- **DIRECTIONS**: How many lines in the items below contain the string "bundle"? Case counts, so give only the number.
= = = = =
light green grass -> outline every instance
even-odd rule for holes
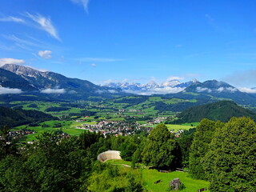
[[[124,160],[118,160],[118,159],[110,159],[107,160],[106,162],[110,163],[113,165],[127,165],[127,166],[131,166],[131,162],[127,162]]]
[[[182,192],[196,192],[198,189],[208,187],[209,182],[202,180],[196,180],[190,178],[188,173],[174,171],[165,174],[160,173],[156,170],[142,170],[142,178],[144,180],[144,187],[149,192],[162,192],[166,191],[169,186],[169,182],[174,178],[179,178],[182,183],[185,185],[185,189],[180,191]],[[158,180],[162,182],[154,184]],[[210,190],[207,190],[210,192]]]
[[[53,128],[53,126],[56,123],[61,123],[62,127]],[[47,122],[44,122],[42,123],[40,123],[40,125],[42,125],[42,124],[49,125],[50,127],[42,127],[41,126],[28,126],[25,125],[25,126],[17,126],[14,129],[15,130],[29,129],[29,130],[33,130],[36,131],[35,134],[29,134],[26,136],[26,142],[36,140],[37,136],[42,134],[44,131],[54,131],[54,130],[62,130],[64,133],[66,133],[70,135],[79,135],[80,134],[82,134],[82,132],[85,131],[84,130],[74,128],[75,125],[82,124],[82,122],[75,122],[73,121],[65,121],[65,122],[63,122],[63,121],[47,121]]]
[[[191,124],[191,123],[190,123]],[[174,131],[178,131],[179,130],[190,130],[191,128],[194,128],[195,126],[191,126],[190,125],[186,126],[186,125],[174,125],[174,124],[166,124],[166,126],[167,126],[168,130],[174,130]]]

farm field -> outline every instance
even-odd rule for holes
[[[209,182],[196,180],[189,177],[188,173],[174,171],[171,173],[160,173],[156,170],[143,169],[142,178],[144,180],[144,187],[150,192],[166,191],[169,186],[169,182],[174,178],[179,178],[182,183],[185,185],[185,189],[180,190],[182,192],[196,192],[198,189],[208,187]],[[162,182],[154,184],[158,180]],[[210,190],[207,190],[210,191]]]
[[[130,162],[124,160],[108,160],[107,163],[113,165],[128,165],[131,166]],[[185,185],[182,192],[196,192],[198,189],[208,187],[210,182],[203,180],[197,180],[189,177],[189,174],[186,172],[173,171],[171,173],[160,173],[157,170],[149,170],[146,168],[140,168],[144,181],[144,187],[150,192],[167,191],[169,182],[174,178],[179,178],[182,183]],[[161,182],[154,184],[154,182],[162,180]],[[210,191],[210,190],[207,190]]]
[[[192,123],[193,124],[193,123]],[[174,125],[174,124],[166,124],[166,126],[167,126],[168,130],[174,130],[174,131],[178,131],[179,130],[190,130],[192,128],[195,128],[195,126],[191,126],[191,123],[188,123],[188,124],[182,124],[182,125]]]
[[[61,124],[61,127],[54,127],[56,124]],[[44,131],[55,131],[55,130],[62,130],[64,133],[66,133],[70,135],[79,135],[84,130],[76,129],[75,126],[79,126],[84,122],[75,122],[74,121],[48,121],[40,123],[38,126],[20,126],[13,129],[13,130],[22,130],[22,129],[29,129],[31,130],[36,131],[35,134],[26,135],[26,142],[31,142],[33,140],[36,140],[37,136],[41,134]],[[49,127],[42,127],[42,125],[47,125]]]

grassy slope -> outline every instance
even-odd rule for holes
[[[53,126],[56,123],[61,123],[62,127],[58,128],[53,128]],[[85,123],[85,122],[75,122],[73,121],[48,121],[48,122],[44,122],[41,124],[46,124],[49,125],[50,127],[42,127],[40,126],[18,126],[15,128],[15,130],[21,130],[21,129],[30,129],[30,130],[34,130],[37,133],[33,134],[29,134],[27,135],[27,138],[26,141],[33,141],[36,139],[36,137],[42,134],[44,131],[51,131],[51,130],[62,130],[63,132],[71,134],[71,135],[79,135],[82,134],[84,130],[79,130],[76,129],[76,126],[80,126],[81,124]]]
[[[168,130],[174,130],[174,131],[179,130],[190,130],[191,128],[194,128],[198,123],[192,123],[194,126],[191,126],[191,123],[186,123],[182,125],[174,125],[174,124],[166,124]]]
[[[174,178],[179,178],[184,183],[186,188],[182,192],[196,192],[198,189],[208,187],[209,182],[202,180],[195,180],[188,176],[188,173],[174,171],[169,174],[160,173],[156,170],[142,170],[142,178],[144,179],[144,187],[148,191],[166,191],[169,182]],[[157,180],[162,179],[162,182],[154,184]],[[207,190],[210,191],[210,190]]]
[[[131,166],[130,162],[123,160],[108,160],[108,163],[114,165],[129,165]],[[169,186],[169,182],[174,178],[179,178],[182,183],[184,183],[186,188],[181,191],[183,192],[196,192],[198,189],[208,187],[209,182],[202,180],[196,180],[189,177],[188,173],[174,171],[171,173],[165,174],[160,173],[156,170],[149,170],[147,168],[141,169],[142,174],[142,178],[144,180],[144,188],[150,192],[162,192],[166,191]],[[158,180],[162,182],[154,184],[154,182]],[[210,190],[207,190],[210,191]]]

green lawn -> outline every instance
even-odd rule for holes
[[[53,126],[56,123],[61,123],[62,127],[58,128],[53,128]],[[54,131],[58,130],[62,130],[64,133],[69,134],[70,135],[79,135],[82,132],[84,132],[84,130],[76,129],[75,126],[81,125],[84,122],[75,122],[74,121],[47,121],[44,122],[42,124],[46,124],[49,125],[50,127],[42,127],[41,126],[20,126],[14,128],[14,130],[22,130],[22,129],[30,129],[34,130],[36,131],[35,134],[29,134],[26,137],[26,141],[33,141],[36,140],[36,137],[42,134],[44,131]]]
[[[167,126],[168,130],[174,130],[174,131],[177,131],[179,130],[190,130],[191,128],[195,127],[195,126],[191,126],[191,123],[188,123],[185,125],[184,124],[183,125],[166,124],[166,126]]]
[[[202,180],[196,180],[189,177],[188,173],[174,171],[165,174],[160,173],[156,170],[142,170],[142,178],[144,180],[144,187],[149,192],[162,192],[166,191],[169,182],[174,178],[179,178],[182,183],[185,185],[182,192],[196,192],[198,189],[208,187],[209,182]],[[154,184],[154,182],[162,179],[162,182]],[[210,190],[207,190],[210,192]]]
[[[106,162],[107,163],[114,165],[128,165],[131,166],[130,162],[124,160],[111,159]],[[182,192],[196,192],[198,189],[209,187],[209,182],[203,180],[197,180],[189,177],[188,173],[174,171],[171,173],[160,173],[157,170],[149,170],[148,168],[141,169],[142,174],[142,179],[144,181],[144,188],[149,192],[162,192],[166,191],[169,186],[169,182],[174,178],[179,178],[185,185],[185,189],[180,191]],[[154,184],[158,180],[162,182]],[[210,190],[207,190],[210,192]]]
[[[131,166],[131,162],[127,162],[127,161],[124,161],[124,160],[118,160],[118,159],[110,159],[110,160],[107,160],[106,162],[114,164],[114,165]]]

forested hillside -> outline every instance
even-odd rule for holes
[[[56,118],[38,110],[13,110],[6,107],[0,107],[0,127],[2,126],[14,127],[52,119],[56,119]]]
[[[193,106],[178,115],[175,123],[200,122],[203,118],[213,121],[228,122],[232,117],[250,117],[256,120],[256,114],[250,110],[238,106],[231,101]]]

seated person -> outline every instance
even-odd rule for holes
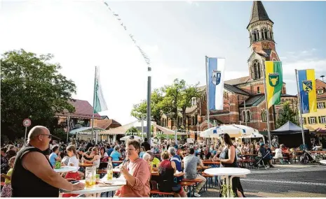
[[[208,152],[208,148],[204,148],[203,149],[203,153],[201,153],[201,159],[202,160],[211,160],[212,159],[212,154]]]
[[[174,174],[177,171],[175,163],[169,160],[169,154],[166,151],[162,152],[161,158],[162,162],[158,166],[158,189],[162,192],[174,192],[174,197],[186,197],[181,185],[174,181]]]
[[[146,152],[147,154],[151,155],[151,169],[153,171],[158,171],[158,165],[160,165],[160,160],[154,157],[154,154],[151,152],[150,150]]]
[[[273,168],[274,166],[272,165],[271,158],[270,155],[266,156],[267,154],[269,154],[269,152],[266,150],[266,149],[265,148],[265,144],[261,143],[260,146],[261,147],[259,148],[259,153],[261,154],[262,158],[264,157],[264,162],[268,163],[271,168]]]

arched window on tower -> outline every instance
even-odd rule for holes
[[[258,34],[259,34],[258,31],[254,30],[254,41],[258,40],[258,36],[259,36]]]
[[[254,60],[252,66],[252,74],[253,75],[252,79],[257,80],[262,78],[260,64],[258,60]]]
[[[268,37],[267,37],[267,30],[266,29],[264,29],[264,35],[265,36],[265,40],[267,40],[268,39]]]

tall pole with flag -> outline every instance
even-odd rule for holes
[[[97,66],[95,66],[95,77],[94,80],[94,96],[93,101],[93,117],[92,117],[92,141],[93,134],[94,133],[94,114],[102,111],[107,110],[107,103],[105,103],[103,92],[102,91],[101,84],[100,82],[100,74]],[[96,131],[97,133],[97,131]],[[97,135],[96,138],[96,144],[97,144]]]
[[[269,108],[280,102],[283,78],[282,62],[280,61],[265,61],[263,63],[264,87],[265,89],[265,101],[266,109],[267,132],[269,147],[271,147],[271,128],[269,122]]]
[[[306,146],[302,114],[317,111],[317,96],[315,91],[315,70],[295,70],[295,79],[298,91],[300,126],[302,142]]]
[[[205,57],[208,129],[210,128],[210,111],[223,110],[224,89],[224,58]]]

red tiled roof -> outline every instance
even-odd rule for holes
[[[326,83],[319,79],[315,80],[315,89],[316,90],[324,90],[324,93],[321,94],[317,94],[317,98],[326,98]]]
[[[108,130],[107,128],[115,128],[121,126],[121,124],[114,119],[99,119],[97,121],[96,126],[103,129]]]
[[[93,106],[87,101],[73,99],[69,103],[75,108],[75,112],[71,113],[70,117],[83,117],[83,118],[92,118],[93,116]],[[60,112],[57,113],[57,115],[68,115],[68,112],[65,111],[63,114]],[[101,116],[98,113],[94,114],[94,118],[100,119]]]
[[[318,90],[318,89],[325,89],[325,88],[326,87],[326,83],[322,82],[322,80],[319,80],[319,79],[316,79],[315,80],[315,89],[316,90]]]

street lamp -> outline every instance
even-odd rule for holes
[[[245,126],[247,126],[247,112],[245,111],[245,100],[241,100],[241,101],[238,101],[238,102],[239,101],[243,101],[243,105],[244,105],[244,108],[245,108]]]

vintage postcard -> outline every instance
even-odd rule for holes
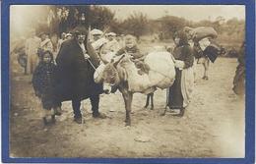
[[[3,3],[3,162],[253,162],[253,1]]]

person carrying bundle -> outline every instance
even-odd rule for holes
[[[218,33],[211,27],[199,27],[196,28],[185,27],[183,30],[194,43],[193,54],[197,59],[197,64],[203,64],[204,66],[203,80],[208,80],[210,61],[214,63],[217,57],[224,52],[215,41]]]

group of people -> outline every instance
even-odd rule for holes
[[[32,56],[28,60],[28,64],[31,62],[28,68],[32,74],[35,95],[41,99],[45,125],[49,124],[48,116],[51,117],[50,122],[55,122],[55,115],[61,115],[61,103],[68,100],[72,101],[74,121],[78,124],[83,121],[81,101],[87,98],[91,100],[94,118],[106,117],[98,111],[99,94],[104,91],[102,84],[95,82],[94,73],[109,52],[114,56],[130,54],[138,69],[145,66],[145,55],[140,53],[136,37],[131,34],[125,35],[123,42],[118,42],[114,32],[104,33],[99,29],[93,29],[89,33],[86,27],[79,26],[72,34],[61,34],[56,57],[47,35],[42,33],[40,36],[41,40],[37,39],[35,34],[28,40],[29,44],[32,43],[40,49],[39,55],[35,55],[37,50],[28,50],[28,59]],[[174,83],[168,89],[167,106],[170,109],[179,109],[183,115],[193,88],[184,88],[184,83],[194,82],[192,67],[195,56],[185,31],[175,32],[173,40],[175,46],[171,54],[175,59],[176,76]],[[34,64],[36,57],[39,60],[37,65]],[[145,70],[144,73],[147,74]],[[189,84],[193,85],[193,82]],[[116,90],[117,87],[113,86],[112,92]]]

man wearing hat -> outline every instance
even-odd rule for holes
[[[62,43],[56,58],[56,103],[71,100],[74,121],[82,123],[80,110],[81,101],[90,98],[94,118],[105,118],[98,112],[99,94],[103,92],[102,85],[94,81],[95,69],[99,64],[99,58],[87,39],[87,29],[77,27],[74,38]]]

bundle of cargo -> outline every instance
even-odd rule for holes
[[[212,27],[199,27],[195,28],[185,27],[184,31],[187,32],[190,39],[194,41],[194,49],[196,51],[201,49],[201,52],[198,51],[198,54],[195,54],[196,58],[207,56],[209,60],[214,63],[221,53],[221,46],[213,40],[213,38],[218,36],[217,31]],[[211,40],[209,40],[209,38],[211,38]]]

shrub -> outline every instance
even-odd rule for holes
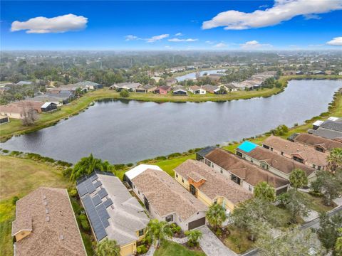
[[[121,92],[120,92],[120,96],[123,97],[128,97],[130,96],[130,92],[127,90],[122,90]]]
[[[138,254],[145,254],[147,252],[147,248],[146,247],[146,245],[141,245],[137,247],[137,252]]]
[[[19,198],[18,196],[14,196],[14,197],[12,198],[12,204],[13,204],[14,206],[15,206],[15,205],[16,205],[16,201],[17,201],[18,200],[19,200]]]
[[[62,171],[62,174],[64,177],[70,177],[70,175],[71,174],[71,171],[73,171],[72,168],[67,168],[66,169],[64,169]]]
[[[71,197],[76,197],[77,196],[77,190],[73,188],[70,191],[70,196]]]
[[[167,156],[167,158],[177,157],[182,156],[180,153],[172,153]]]
[[[87,216],[86,216],[86,215],[84,215],[84,214],[81,214],[78,216],[78,218],[81,221],[81,225],[82,226],[82,228],[85,231],[89,231],[90,230],[90,227],[89,223],[88,222]]]

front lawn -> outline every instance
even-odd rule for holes
[[[202,252],[192,251],[177,242],[165,240],[155,252],[154,256],[205,256]]]

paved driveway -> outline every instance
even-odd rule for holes
[[[227,247],[207,225],[198,228],[203,237],[200,240],[200,245],[207,256],[236,256],[232,250]]]

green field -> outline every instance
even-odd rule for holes
[[[205,254],[199,251],[187,249],[182,245],[165,240],[155,252],[154,256],[205,256]]]

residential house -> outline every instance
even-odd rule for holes
[[[237,147],[237,155],[288,181],[295,169],[300,169],[306,173],[309,183],[316,179],[316,170],[314,168],[248,141]]]
[[[328,164],[326,153],[319,152],[312,147],[291,142],[274,135],[266,139],[262,142],[262,146],[317,170],[324,169]]]
[[[157,94],[167,95],[171,90],[171,87],[168,85],[162,85],[157,87],[153,92]]]
[[[175,178],[207,206],[218,203],[232,212],[252,193],[207,164],[189,159],[175,169]]]
[[[192,92],[193,94],[200,94],[204,95],[207,93],[207,91],[198,85],[192,85],[189,87],[189,92]]]
[[[111,85],[109,89],[116,90],[119,92],[122,90],[127,90],[129,92],[135,92],[135,90],[140,86],[142,86],[142,85],[139,82],[120,82]]]
[[[33,82],[31,81],[19,81],[16,83],[17,85],[31,85]]]
[[[86,256],[68,191],[40,187],[16,203],[14,255]]]
[[[173,87],[172,95],[186,96],[187,95],[187,89],[185,89],[185,87],[182,85],[175,85]]]
[[[219,148],[214,148],[203,158],[198,156],[197,159],[251,192],[262,181],[273,186],[277,195],[286,192],[289,186],[285,178]]]
[[[9,117],[0,115],[0,124],[6,124],[9,122]]]
[[[90,81],[82,81],[82,82],[78,82],[73,85],[73,86],[76,88],[83,88],[86,89],[86,90],[98,90],[98,89],[101,89],[103,88],[103,85],[98,84],[97,82],[93,82]]]
[[[114,240],[121,256],[135,255],[150,220],[119,178],[94,171],[78,180],[76,188],[96,240]]]
[[[57,104],[52,102],[45,102],[41,107],[41,112],[48,112],[57,110]]]
[[[153,92],[153,91],[157,89],[157,86],[153,85],[145,85],[139,86],[135,89],[135,92],[142,92],[142,93],[147,93],[147,92]]]
[[[326,152],[335,148],[342,148],[342,142],[321,138],[310,134],[295,133],[289,137],[288,139],[302,145],[311,146],[321,152]]]
[[[140,164],[124,179],[152,218],[175,223],[183,230],[205,225],[207,207],[158,166]]]

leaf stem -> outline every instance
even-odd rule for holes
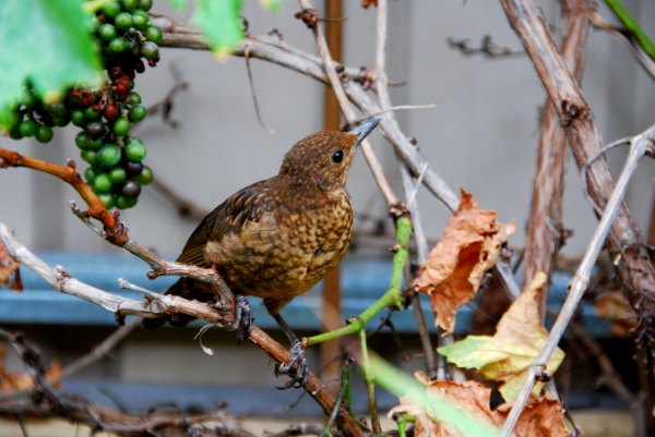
= = = = =
- **RIGHT ANSWER**: 2